All of the Seerah

The Seerah · Day 91 · Hunayn, Tabuk, and the delegations

The expedition to Tabuk, part 4

The army finally leaves, and the road teaches

9 AH Madinah, then the road north to Tabuk
Retold from Dr. Yasir Qadhi's Seerah seriesWatch the original

For three or four weeks the seerah has circled the Battle of Tabuk without ever leaving Madinah: the call to march in the heat, the hypocrites peeling away, the three who stayed behind. Today the army finally moves. And because Tabuk is less one battle than a long string of small, luminous incidents, the lessons come not from a clash of swords but from the road itself.

Watch what happens between the city gate and the well of Tabuk. A young man is left behind and breaks down. A companion finally gets the Prophet ﷺ to himself and asks the only question that matters. A Christian king sends a spy disguised as an envoy. None of it is a battle. All of it is the seerah at its most human.

The one left to guard the house

Whenever the Prophet ﷺ left Madinah, he appointed someone to run its affairs, and for Tabuk that was Muhammad ibn Maslamah. But the journey would stretch close to two months, and a household still needed protecting, so he ﷺ told Ali ibn Abi Talib, his cousin and his son-in-law, to stay behind and take charge of his family.

The hypocrites pounced. They spread it around that Ali had been left because he was a burden, not worth taking to war, no real fighter. Of all people, Ali, whose courage was a byword. The taunt cut him so deeply that he put on his armor, took up his sword, caught the army outside the city, and pleaded: are you leaving me with the women and children?

Dr. Yasir Qadhi asks you to feel the irony before anything else. Here is real iman: a man weeping for the chance to march out and risk his life. And there are the hypocrites, safe at home behind false excuses, with the gall to call him the coward. That, the Sheikh notes, is their permanent signature, to accuse others of the very crime they are guilty of.

Like Harun was to Musa

The Prophet ﷺ consoled him with words that have echoed through fourteen centuries: are you not content that you are to me as Harun was to Musa, except that there is no prophet after me? Then, plainly: the hypocrites are liars. I left you only to take charge of those I have left behind.

This is a sensitive narration, and Sheikh Yasir slows down to handle it with care, because one group reads it as proof that Ali was meant to be the leader of the ummah after the Prophet ﷺ. As Sunni Muslims, he explains, we affirm every single virtue this hadith gives Ali, and it is in our own authentic books. But we read it whole. Harun was Musa's brother and the closest of helpers, and that closeness, that brotherhood, is exactly what the words point to: this is how near you are to me. They do not point to political succession. The Prophet ﷺ did not even leave Ali in charge of the city, he left Muhammad ibn Maslamah in charge of the city. Ali was chosen for the household precisely because he is family. And the Prophet ﷺ said as much in the same breath: I have left you over my family.

Faithful to his telling, the Sheikh keeps the blessing and the boundary together: the honor for Ali stands; the conclusion drawn from it does not follow.

> [DATA SUPPLIED]
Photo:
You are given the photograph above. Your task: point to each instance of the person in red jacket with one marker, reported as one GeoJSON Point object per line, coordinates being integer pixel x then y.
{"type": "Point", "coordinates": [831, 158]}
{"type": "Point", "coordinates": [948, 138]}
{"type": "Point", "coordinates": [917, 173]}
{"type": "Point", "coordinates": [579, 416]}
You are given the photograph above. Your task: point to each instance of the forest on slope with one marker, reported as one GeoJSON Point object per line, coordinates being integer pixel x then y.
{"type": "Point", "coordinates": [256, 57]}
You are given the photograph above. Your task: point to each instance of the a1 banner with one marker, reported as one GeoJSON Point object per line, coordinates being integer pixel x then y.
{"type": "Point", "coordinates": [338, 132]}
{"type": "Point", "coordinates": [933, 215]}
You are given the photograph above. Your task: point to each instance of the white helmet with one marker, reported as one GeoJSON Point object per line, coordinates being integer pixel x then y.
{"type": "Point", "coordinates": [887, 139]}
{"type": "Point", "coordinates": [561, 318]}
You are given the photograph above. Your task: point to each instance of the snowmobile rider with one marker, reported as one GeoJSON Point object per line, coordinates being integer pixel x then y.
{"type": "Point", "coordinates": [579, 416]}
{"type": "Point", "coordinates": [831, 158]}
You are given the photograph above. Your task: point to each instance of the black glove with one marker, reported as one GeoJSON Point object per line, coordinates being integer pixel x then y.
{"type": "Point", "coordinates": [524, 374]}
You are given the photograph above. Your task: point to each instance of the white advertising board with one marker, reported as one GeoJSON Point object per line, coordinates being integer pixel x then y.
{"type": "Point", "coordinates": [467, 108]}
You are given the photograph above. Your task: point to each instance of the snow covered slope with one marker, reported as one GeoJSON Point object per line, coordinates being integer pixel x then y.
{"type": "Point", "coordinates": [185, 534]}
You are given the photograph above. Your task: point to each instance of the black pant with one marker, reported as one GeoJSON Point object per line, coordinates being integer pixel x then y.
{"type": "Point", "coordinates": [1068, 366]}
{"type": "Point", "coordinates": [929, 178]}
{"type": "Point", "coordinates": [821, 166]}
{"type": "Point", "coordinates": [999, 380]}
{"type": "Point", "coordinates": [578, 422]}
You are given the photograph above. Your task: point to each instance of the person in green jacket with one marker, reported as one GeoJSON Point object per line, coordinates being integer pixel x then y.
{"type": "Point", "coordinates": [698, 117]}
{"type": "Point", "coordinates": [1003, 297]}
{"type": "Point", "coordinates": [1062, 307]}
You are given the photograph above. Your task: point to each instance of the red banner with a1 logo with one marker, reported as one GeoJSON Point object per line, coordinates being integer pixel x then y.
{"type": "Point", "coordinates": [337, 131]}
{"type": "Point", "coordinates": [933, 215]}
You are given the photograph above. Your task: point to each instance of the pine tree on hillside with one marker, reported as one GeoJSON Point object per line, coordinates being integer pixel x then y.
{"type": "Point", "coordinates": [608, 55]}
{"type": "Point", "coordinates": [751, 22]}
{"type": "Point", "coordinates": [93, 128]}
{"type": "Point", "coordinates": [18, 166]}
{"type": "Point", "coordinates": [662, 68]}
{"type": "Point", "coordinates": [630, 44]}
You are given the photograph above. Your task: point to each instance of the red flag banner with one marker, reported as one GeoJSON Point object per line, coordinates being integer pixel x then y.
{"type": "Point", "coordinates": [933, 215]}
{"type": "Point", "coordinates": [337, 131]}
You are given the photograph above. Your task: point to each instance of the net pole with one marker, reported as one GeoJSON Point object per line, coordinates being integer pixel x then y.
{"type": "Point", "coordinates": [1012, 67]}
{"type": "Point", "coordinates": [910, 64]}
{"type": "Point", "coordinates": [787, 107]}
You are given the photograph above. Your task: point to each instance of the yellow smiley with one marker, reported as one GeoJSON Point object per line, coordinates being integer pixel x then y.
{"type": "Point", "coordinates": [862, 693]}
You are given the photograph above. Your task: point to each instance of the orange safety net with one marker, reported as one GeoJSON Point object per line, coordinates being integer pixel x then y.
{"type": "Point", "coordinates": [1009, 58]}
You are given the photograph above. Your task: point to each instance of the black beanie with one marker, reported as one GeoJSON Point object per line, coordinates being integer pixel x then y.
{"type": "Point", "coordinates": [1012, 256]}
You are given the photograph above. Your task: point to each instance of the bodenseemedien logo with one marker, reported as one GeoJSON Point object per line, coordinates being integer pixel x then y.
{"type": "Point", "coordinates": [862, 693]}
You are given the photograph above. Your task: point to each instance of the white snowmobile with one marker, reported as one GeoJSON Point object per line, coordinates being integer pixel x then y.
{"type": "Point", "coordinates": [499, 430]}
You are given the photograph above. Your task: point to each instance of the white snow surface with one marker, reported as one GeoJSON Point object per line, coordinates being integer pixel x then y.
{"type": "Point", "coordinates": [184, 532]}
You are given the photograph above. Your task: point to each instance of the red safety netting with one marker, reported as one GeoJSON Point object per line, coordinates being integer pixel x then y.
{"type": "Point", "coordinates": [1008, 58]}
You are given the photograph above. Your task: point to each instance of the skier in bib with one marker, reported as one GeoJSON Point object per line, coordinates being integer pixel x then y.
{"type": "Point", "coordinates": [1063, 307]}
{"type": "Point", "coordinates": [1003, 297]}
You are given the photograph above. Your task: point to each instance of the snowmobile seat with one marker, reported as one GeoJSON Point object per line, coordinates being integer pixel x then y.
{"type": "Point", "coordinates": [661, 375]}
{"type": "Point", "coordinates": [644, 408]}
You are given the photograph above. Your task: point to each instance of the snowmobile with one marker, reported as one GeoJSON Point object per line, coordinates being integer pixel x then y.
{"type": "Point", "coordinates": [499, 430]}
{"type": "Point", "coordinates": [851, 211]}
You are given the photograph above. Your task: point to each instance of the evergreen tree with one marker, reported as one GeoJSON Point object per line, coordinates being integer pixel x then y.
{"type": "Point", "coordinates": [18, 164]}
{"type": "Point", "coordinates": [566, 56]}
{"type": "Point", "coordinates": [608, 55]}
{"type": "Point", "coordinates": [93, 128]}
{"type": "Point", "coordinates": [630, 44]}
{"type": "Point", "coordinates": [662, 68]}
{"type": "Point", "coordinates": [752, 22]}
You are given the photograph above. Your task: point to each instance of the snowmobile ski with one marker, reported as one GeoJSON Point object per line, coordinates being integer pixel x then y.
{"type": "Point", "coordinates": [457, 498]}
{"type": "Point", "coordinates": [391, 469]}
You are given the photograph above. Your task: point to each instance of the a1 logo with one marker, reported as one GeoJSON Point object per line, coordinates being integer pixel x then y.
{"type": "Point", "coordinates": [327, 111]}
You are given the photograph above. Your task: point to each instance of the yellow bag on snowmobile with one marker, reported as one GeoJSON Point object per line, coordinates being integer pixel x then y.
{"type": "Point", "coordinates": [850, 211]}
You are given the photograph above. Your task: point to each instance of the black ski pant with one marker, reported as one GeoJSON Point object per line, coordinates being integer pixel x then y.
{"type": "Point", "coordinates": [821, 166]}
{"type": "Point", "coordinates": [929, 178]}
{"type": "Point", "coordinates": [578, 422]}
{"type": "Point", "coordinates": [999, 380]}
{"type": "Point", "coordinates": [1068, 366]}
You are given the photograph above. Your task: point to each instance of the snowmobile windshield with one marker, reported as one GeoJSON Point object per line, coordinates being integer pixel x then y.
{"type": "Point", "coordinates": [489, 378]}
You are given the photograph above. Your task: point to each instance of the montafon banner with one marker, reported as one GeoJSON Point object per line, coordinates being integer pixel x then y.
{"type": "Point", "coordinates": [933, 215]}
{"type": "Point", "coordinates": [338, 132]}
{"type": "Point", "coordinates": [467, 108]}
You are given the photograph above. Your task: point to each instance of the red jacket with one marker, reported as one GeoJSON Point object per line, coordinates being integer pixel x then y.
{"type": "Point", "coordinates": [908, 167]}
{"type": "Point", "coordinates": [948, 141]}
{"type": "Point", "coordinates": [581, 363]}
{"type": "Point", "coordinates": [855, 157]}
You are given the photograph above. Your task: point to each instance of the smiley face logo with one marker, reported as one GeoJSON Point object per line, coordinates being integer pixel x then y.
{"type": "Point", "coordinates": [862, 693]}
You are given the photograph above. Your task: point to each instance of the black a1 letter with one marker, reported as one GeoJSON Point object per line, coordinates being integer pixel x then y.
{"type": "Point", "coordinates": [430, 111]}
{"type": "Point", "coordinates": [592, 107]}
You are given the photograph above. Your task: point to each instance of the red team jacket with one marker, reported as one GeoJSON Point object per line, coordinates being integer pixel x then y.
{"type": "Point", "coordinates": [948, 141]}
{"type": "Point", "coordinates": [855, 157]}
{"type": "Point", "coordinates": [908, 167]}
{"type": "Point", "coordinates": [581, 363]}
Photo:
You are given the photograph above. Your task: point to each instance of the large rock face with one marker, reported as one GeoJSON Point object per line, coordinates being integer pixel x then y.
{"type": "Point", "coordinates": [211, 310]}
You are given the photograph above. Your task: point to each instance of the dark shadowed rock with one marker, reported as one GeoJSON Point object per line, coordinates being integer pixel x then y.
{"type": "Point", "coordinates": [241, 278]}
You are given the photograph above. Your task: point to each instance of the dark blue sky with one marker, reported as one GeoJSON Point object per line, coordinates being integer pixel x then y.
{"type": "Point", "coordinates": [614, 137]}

> [REQUIRED WORK]
[1] Pick out and copy each line of the listing that contains the word "pant".
[2] Extend the retelling of the expedition to Tabuk, starting right after its final sentence.

> [TASK RESULTS]
[1]
You are given the photograph above. Your task: point to each instance of the black pant with one marker, reported as one GeoJSON Point object per line, coordinates being integer pixel x then y.
You are given the photograph above. Your task: point to each instance of the black ski pant with one marker, reported as one GeoJSON Point object per line, coordinates being integer pixel x then y.

[2]
The mound called farewell

The army moved out past a small hill on the northern edge of Madinah that nearly everyone has heard named and almost no one realizes is a real place: Thaniyyat al-Wada, the mound of farewell. It got its name because the families of any northbound caravan would walk their travelers up to it, wave them off there, and turn back home from its crest.

Here Dr. Yasir Qadhi corrects a beloved memory. The famous song, Tala al-Badru alayna, the full moon has risen over us from Thaniyyat al-Wada, is almost universally placed at the Hijrah, when the Prophet ﷺ first arrived in Madinah. But it cannot belong there. The mound lies to the north, and at the Hijrah he came from the south; and at the Hijrah most of Madinah was not yet Muslim. The welcome that song describes fits this moment instead, the return from Tabuk, when the city was Muslim and rose to greet him ﷺ coming home from the north.

Past the mound he ﷺ halted and reorganized the whole army, assigning battalions, leaders, and flags. Al-Waqidi fills pages with which tribe followed which commander, and the Sheikh waves the detail away as more than we need, but keeps the lesson inside it: the Prophet ﷺ arranged the men by their tribes. Islam came to bury blind partisanship, yet it does not erase the natural affinity of people who share a town, a tongue, a homeland. Kept in healthy check, that bond is no sin; it is simply how human beings are made, and a wise commander uses it.

The question Mu'adh fell sick over

On the march, after the dawn prayer one morning, the sun climbed and the riders began to doze on their camels. As the men slept, their mounts wandered apart, grazing in every direction. Mu'adh ibn Jabal was trying to keep close to the Prophet's ﷺ camel when his own animal lurched and startled the Prophet's ﷺ mount forward. He ﷺ lifted the cloth from his face to see who had done it, saw Mu'adh, and called him near, until, as Mu'adh tells it, their two saddles were almost touching.

Alone at last with the Prophet ﷺ in the open desert, Mu'adh seized the moment. Give me permission to ask you something, he said, a question I have turned over until it made me ill: tell me of a deed that will admit me into Jannah, something only you can tell me, so I need ask no one else. The Prophet ﷺ marveled at it. You have asked about something tremendous, he repeated three times, and yet it is easy for whomever Allah makes it easy: you worship Allah alone and associate nothing with Him, you establish the prayer, you give the zakah, and you hold to that until you die.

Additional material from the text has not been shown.